# To be done:
Rewrite all of the material below as a Markdown table with the columns "Row" and "Line," giving each line a numbered row and omitting blank lines. Leave the pictures out of the table.

##### Provided records #####

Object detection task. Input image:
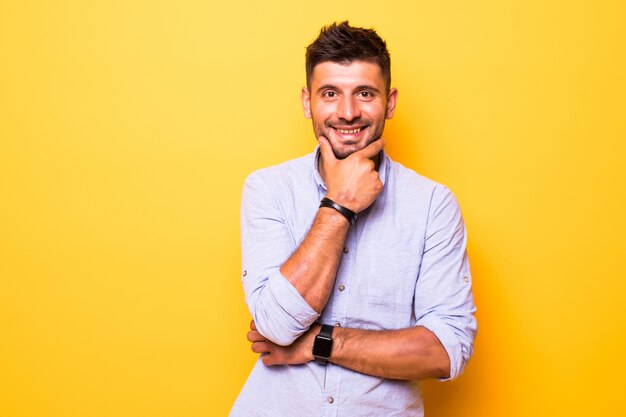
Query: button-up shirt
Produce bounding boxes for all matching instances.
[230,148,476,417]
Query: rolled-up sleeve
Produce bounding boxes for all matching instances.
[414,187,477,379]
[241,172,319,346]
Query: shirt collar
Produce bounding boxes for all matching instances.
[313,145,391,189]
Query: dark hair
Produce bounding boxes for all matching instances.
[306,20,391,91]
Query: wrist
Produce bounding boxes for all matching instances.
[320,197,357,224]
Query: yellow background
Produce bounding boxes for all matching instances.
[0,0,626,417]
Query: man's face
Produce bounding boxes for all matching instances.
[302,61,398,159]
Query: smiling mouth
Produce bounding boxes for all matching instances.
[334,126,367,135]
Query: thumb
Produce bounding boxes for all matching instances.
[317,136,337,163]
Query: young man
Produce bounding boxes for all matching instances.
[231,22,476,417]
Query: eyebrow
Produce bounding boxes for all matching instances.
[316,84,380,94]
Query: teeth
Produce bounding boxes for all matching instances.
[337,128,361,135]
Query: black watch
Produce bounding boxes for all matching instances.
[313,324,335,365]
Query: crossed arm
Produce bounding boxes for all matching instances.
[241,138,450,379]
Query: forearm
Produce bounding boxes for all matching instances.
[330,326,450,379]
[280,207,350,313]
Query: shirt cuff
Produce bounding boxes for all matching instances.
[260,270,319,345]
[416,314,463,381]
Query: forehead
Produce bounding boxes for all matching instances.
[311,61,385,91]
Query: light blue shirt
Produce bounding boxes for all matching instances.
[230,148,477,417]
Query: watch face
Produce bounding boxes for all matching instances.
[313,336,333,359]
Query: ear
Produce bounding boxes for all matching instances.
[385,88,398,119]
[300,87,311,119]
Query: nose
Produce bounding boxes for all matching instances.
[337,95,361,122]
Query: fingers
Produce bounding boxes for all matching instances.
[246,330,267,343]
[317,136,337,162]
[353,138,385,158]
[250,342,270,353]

#####

# Worked solution:
| Row | Line |
|---|---|
| 1 | Object detection task. Input image: |
| 2 | Query: button-up shirt |
| 3 | Produce bounding boxes for all matching instances. |
| 4 | [230,148,476,417] |
| 5 | Query: rolled-up sleeve |
| 6 | Produce bounding boxes for all matching instances. |
| 7 | [414,187,477,379] |
| 8 | [241,172,319,346] |
| 9 | Query: shirt collar |
| 10 | Produce bounding boxes for all matching instances. |
| 11 | [313,145,391,189] |
| 12 | Query: dark hair |
| 13 | Produce bounding boxes for all matching instances. |
| 14 | [306,20,391,91] |
| 15 | Query: wrist |
| 16 | Produce bounding boxes for all matching instances. |
| 17 | [320,197,357,224] |
| 18 | Query: yellow background |
| 19 | Produce bounding boxes for all matching instances. |
| 20 | [0,0,626,417] |
| 21 | Query: man's face |
| 22 | Produce bounding boxes for all matching instances. |
| 23 | [302,61,398,159] |
| 24 | Query: smiling mouth |
| 25 | Produce bounding boxes for all matching instances. |
| 26 | [334,126,367,135] |
| 27 | Query: thumb |
| 28 | Produce bounding boxes for all matching instances. |
| 29 | [317,136,337,163] |
| 30 | Query: young man |
| 31 | Produce bounding boxes for all matching instances. |
| 32 | [231,22,476,417] |
| 33 | Query: eyebrow |
| 34 | Produce bounding boxes for all matching instances. |
| 35 | [316,84,380,94] |
| 36 | Query: teeth |
| 37 | Produce bounding boxes for all matching instances. |
| 38 | [337,128,361,135] |
| 39 | Query: black watch |
| 40 | Produce bounding boxes for all matching instances. |
| 41 | [313,324,335,365] |
| 42 | Query: crossed arm |
| 43 | Produce bounding boxes for all matching instances. |
| 44 | [241,138,450,379] |
| 45 | Query: forearm |
| 46 | Produce bounding boxes for all matching instances. |
| 47 | [330,326,450,379] |
| 48 | [280,207,350,313] |
| 49 | Query: shirt cuff |
| 50 | Produce bounding boxes for all matching instances. |
| 51 | [260,270,319,345] |
| 52 | [416,314,463,381] |
| 53 | Query: forehead |
| 54 | Produce bounding boxes for all matching instances. |
| 55 | [311,61,385,91] |
| 56 | Query: light blue shirt |
| 57 | Produce bounding boxes for all matching instances. |
| 58 | [230,148,477,417] |
| 59 | Query: watch face |
| 60 | Produce bounding boxes for all matching instances. |
| 61 | [313,336,333,359] |
| 62 | Query: ear |
| 63 | Produce bounding boxes for all matching instances. |
| 64 | [385,88,398,119] |
| 65 | [300,87,311,119] |
| 66 | Query: nose |
| 67 | Produce bounding boxes for all matching instances. |
| 68 | [337,95,361,122] |
| 69 | Query: fingers |
| 70 | Produce bounding boxes for all matching instances. |
| 71 | [246,330,267,343] |
| 72 | [317,136,337,162] |
| 73 | [353,138,385,158] |
| 74 | [250,342,270,353] |